▶ _TEXT SEGMENT_
* * * * *

Ballistics – experiments and modelling


Erhardt W. Lach

Berner Weg 2, D-79539 Loerrach, Germany

elach@gmx.de

ABSTRACT

The term ballistics is commonly divided into four sub-areas: internal ballistics, transitional ballistics,
external ballistics and terminal ballistics. This paper deals with the area of “terminal ballistics”. It is mainly
focused on the interaction of a threat to armour material.

At first the most important kinds of threats are presented. Their effect on different armour
configurations will be analysed. Therefore it is necessary to know the behaviour of the materials used for
different threats and armour designs. The impact velocity is of particular importance, because it determines the
penetration mechanism and thereby the metal or alloy to use as armour. The concept of materials for armour
have to be evaluated by DoP (Depth of Penetration) and V50 (Ballistic Limit) tests. It will be shown how the test
configuration and the used reference materials influence strongly the parameters. The modelling of ballistic
results is also a topic covered in this paper.

Great attention will be paid to the faults of armour materials due to impact loading. The failure types of
very hard materials are brittle cracking and for ductile materials, adiabatic shear banding. By far the largest
amount of armour materials are ductile, so adiabatic shear banding is the most important failure mechanism in
the field of terminal ballistics.

* * * * *

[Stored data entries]
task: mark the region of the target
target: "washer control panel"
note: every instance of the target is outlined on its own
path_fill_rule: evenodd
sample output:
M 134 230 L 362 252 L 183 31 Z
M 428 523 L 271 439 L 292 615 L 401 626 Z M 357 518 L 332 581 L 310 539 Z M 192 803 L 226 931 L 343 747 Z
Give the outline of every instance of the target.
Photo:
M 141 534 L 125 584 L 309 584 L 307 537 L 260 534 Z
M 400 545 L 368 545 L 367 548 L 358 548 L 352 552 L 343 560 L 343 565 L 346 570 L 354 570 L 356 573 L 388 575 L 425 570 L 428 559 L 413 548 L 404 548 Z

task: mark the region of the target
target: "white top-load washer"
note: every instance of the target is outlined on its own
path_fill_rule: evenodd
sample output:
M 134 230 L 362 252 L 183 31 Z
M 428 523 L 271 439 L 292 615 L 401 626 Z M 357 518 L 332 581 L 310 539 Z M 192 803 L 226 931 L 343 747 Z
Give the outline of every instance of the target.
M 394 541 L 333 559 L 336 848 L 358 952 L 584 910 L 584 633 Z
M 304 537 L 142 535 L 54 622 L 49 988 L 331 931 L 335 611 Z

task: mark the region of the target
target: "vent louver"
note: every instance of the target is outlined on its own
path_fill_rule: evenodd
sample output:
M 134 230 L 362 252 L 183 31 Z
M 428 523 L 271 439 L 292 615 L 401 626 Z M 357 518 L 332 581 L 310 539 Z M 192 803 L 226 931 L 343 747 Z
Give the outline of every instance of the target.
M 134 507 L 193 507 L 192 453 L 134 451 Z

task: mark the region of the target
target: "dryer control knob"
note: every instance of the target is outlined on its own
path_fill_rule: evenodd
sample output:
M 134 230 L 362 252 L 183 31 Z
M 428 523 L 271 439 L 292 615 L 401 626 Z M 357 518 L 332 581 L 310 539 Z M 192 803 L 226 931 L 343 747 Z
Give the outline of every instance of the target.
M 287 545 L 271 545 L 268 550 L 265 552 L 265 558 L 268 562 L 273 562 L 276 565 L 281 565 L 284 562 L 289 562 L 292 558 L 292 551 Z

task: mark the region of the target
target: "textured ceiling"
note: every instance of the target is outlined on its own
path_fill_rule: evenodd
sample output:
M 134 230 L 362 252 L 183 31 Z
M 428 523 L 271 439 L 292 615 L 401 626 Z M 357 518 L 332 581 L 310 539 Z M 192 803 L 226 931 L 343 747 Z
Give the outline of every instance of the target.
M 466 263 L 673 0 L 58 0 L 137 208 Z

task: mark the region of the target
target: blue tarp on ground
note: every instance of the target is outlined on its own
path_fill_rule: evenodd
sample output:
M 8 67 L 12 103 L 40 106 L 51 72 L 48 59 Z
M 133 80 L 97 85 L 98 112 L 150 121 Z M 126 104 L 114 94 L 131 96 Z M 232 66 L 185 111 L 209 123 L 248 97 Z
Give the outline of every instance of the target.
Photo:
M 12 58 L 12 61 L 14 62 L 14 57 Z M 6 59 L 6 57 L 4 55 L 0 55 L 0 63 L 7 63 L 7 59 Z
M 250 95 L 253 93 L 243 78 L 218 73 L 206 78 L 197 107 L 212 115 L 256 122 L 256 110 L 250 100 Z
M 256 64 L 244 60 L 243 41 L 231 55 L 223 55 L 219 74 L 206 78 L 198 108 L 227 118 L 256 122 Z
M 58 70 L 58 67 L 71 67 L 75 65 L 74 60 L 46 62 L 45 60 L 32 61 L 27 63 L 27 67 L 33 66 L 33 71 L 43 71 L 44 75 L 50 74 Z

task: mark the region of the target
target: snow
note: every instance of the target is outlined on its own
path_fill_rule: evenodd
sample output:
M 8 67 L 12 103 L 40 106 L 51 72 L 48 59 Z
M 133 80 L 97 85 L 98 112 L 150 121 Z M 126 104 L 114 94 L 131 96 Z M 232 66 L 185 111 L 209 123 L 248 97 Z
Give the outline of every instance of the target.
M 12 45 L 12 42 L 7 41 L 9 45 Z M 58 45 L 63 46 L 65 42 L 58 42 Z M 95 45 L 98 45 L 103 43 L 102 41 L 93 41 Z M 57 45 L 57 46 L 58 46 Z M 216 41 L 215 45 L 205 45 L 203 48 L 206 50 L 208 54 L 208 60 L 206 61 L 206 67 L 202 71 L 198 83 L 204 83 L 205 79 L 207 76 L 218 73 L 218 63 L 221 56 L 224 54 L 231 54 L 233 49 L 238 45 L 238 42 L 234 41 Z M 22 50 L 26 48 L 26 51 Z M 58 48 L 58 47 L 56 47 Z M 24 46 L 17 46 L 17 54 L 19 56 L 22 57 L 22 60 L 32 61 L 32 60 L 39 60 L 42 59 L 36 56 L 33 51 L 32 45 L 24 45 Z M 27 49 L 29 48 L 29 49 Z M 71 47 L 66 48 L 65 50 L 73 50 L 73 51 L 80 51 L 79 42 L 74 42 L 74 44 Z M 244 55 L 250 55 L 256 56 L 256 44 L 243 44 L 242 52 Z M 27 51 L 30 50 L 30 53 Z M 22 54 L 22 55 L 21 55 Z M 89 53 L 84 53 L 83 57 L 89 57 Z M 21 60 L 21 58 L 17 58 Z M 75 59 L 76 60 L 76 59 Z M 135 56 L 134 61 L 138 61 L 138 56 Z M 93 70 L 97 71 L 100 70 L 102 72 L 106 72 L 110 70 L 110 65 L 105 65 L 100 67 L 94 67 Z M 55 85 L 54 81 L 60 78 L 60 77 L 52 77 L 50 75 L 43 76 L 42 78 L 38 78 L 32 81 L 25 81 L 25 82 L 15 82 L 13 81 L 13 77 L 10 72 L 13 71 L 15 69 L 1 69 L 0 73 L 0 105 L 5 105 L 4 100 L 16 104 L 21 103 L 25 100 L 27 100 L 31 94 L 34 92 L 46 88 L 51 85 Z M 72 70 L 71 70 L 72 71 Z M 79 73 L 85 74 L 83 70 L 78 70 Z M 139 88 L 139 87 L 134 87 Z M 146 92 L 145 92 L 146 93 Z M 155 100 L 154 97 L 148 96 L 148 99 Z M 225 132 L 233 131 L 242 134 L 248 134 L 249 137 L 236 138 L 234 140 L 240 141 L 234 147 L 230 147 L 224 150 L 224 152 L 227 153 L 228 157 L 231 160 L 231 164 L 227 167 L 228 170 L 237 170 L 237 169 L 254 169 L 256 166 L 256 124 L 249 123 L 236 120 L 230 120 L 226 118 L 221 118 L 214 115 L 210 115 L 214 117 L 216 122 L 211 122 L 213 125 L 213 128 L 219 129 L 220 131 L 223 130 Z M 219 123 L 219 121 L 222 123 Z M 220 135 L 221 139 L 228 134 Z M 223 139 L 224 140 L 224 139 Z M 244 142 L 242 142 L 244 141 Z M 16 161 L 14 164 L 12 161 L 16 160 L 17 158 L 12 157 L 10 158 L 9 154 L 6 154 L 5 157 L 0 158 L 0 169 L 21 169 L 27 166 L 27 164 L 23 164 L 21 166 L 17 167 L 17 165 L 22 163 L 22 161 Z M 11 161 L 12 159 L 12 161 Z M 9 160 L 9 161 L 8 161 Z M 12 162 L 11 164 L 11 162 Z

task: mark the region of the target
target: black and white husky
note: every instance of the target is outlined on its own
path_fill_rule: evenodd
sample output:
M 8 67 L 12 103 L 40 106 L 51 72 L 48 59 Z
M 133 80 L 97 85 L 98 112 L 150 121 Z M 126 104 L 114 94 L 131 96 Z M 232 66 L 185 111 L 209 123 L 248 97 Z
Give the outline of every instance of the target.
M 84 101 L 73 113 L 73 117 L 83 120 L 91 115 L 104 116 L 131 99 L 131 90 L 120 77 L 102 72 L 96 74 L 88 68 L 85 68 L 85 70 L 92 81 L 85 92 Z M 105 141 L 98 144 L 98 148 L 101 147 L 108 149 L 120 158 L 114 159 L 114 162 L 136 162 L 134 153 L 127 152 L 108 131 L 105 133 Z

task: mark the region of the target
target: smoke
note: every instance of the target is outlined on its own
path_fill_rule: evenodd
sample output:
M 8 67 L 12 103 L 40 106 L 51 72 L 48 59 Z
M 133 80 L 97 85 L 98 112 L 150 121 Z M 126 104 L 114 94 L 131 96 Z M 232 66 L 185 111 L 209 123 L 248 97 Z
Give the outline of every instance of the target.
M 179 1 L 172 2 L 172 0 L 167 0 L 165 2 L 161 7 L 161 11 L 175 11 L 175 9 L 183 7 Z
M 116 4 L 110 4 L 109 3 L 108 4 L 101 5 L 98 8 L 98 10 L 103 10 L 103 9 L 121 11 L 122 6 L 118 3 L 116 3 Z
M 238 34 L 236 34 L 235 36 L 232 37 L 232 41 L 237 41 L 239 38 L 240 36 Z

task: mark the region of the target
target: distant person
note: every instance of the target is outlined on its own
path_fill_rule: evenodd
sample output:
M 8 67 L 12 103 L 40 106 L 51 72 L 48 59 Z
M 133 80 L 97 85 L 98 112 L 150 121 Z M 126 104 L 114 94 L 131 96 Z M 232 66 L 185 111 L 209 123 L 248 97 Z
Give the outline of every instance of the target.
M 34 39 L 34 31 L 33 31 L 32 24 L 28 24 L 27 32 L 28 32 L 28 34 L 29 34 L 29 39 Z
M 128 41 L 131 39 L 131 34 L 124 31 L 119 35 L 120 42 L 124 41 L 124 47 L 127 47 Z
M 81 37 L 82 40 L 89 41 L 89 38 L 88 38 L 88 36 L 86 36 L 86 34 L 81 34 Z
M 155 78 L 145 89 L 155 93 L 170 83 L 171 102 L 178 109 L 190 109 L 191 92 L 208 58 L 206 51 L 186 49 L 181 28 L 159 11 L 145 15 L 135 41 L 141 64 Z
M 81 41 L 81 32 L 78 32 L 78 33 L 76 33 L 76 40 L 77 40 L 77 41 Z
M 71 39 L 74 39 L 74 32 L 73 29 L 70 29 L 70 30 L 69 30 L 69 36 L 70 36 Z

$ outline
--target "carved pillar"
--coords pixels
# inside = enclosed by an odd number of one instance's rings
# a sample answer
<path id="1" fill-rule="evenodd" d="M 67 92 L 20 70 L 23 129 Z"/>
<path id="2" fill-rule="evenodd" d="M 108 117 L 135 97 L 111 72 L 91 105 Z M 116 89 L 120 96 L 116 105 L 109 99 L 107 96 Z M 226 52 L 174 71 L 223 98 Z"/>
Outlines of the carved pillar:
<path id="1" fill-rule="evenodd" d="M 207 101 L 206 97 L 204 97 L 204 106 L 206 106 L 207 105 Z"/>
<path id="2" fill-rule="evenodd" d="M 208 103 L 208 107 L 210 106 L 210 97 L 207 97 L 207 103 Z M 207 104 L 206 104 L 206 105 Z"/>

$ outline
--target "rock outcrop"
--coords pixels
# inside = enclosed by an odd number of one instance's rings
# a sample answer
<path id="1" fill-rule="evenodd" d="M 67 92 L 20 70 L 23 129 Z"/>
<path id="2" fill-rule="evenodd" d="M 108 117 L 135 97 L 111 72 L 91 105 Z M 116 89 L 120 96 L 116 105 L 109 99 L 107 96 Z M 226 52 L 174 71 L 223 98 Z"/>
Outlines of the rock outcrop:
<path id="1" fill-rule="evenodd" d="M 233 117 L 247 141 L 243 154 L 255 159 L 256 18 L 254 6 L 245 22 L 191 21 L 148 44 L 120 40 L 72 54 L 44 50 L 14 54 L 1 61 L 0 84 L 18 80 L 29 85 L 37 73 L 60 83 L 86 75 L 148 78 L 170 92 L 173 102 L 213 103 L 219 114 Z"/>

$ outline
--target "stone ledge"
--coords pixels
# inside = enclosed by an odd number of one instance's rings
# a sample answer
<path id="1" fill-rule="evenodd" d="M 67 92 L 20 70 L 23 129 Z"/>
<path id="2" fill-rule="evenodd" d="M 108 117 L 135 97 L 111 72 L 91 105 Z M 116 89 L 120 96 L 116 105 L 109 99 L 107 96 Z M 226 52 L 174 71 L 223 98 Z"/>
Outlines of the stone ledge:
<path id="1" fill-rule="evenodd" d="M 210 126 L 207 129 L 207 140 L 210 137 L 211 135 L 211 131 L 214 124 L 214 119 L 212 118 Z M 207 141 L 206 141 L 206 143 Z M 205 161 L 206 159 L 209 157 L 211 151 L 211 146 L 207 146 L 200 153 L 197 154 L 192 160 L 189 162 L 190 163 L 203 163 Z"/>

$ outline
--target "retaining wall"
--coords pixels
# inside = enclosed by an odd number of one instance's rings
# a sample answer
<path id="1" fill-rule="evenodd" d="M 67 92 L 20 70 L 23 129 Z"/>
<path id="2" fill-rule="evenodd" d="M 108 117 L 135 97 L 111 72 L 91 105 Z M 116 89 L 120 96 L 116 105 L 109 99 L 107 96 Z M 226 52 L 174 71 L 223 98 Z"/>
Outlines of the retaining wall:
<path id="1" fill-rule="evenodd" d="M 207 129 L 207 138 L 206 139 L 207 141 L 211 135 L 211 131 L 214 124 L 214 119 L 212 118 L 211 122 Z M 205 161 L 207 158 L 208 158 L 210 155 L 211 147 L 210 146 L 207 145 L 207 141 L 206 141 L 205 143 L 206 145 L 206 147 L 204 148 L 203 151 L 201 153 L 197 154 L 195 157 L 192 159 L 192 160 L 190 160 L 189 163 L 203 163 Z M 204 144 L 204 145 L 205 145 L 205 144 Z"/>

* * * * *

▶ _EXERCISES TO COMPLETE_
(1) Extract the part of the ballistics abstract between "Great attention will" and "of terminal ballistics.", inclusive.
(2) Answer these questions from the ballistics abstract:
(a) Into how many sub-areas is the term ballistics commonly divided?
(b) Which two tests are named for evaluating the concept of materials for armour?
(c) What failure type is given for very hard materials?
(3) Write what follows the last sentence of the ballistics abstract.

▶ _TASK-BY-TASK RESULTS_
(1)
Great attention will be paid to the faults of armour materials due to impact loading. The failure types of
very hard materials are brittle cracking and for ductile materials, adiabatic shear banding. By far the largest
amount of armour materials are ductile, so adiabatic shear banding is the most important failure mechanism in
the field of terminal ballistics.

(2)
(a) Four.
(b) DoP (Depth of Penetration) and V50 (Ballistic Limit) tests.
(c) Brittle cracking.

(3)
INTRODUCTION
The term ballistic has been cut into 4 subfields and these are:

A Internal Ballistic

B Transitional Ballistic

C External Ballistic

D Terminal Ballistic

The internal ballistic is concerned itself with the process inside the gun barrel. It studies the motion of
a projectile from the time its propellant’s igniter is initiated until it exits the barrel. The energy to accelerate a
projectile is imparted by the pressure of the gases of burning powder, which serves as propellant. There are
hundreds of powders in existence depending on the application. Two well known powders are nitrocellulose
(single-based propellants) and double-base propellants. The nitrocellulose or guncotton is a smokeless powder.
To increase its energy nitroglycerin can be added up to 50% and then it’s called double-base propellant. A high
peak pressure alone does not produce higher velocities. It is the entire duration of a bullet or projectile, which
has to be considered to achieve maximum performance [1- 3].

The heat produced from the burning powder in combination with accelerating projectiles leads to the
erosion of the inside of a barrel. A subfield of internal ballistic is dealing with coatings on the inside in order to
minimize erosion and to shield the gun barrel alloy from strong heating up.
ISP MSc in Shock Physics Teaching 2012

Figure 1: The graph shows a representative pressure curve of a typical cartridge. The peak pressure rises quickly and then tapers off. The
location of the peak pressure and its shape is determined by the burning characteristic of the powder used and the loading density.

To stabilize the bullets in the airflow gyroscopically by spinning nearly all small bore firearms, with the
exception of shotguns, have rifled barrels. The rifling imparts a spin on the bullet, which keeps it from tumbling
in flight. The rifling is usually in the form of sharp edged grooves cut as helices along the axis of the bore,
anywhere from 2 to 16 in number. The areas between the grooves are known as lands.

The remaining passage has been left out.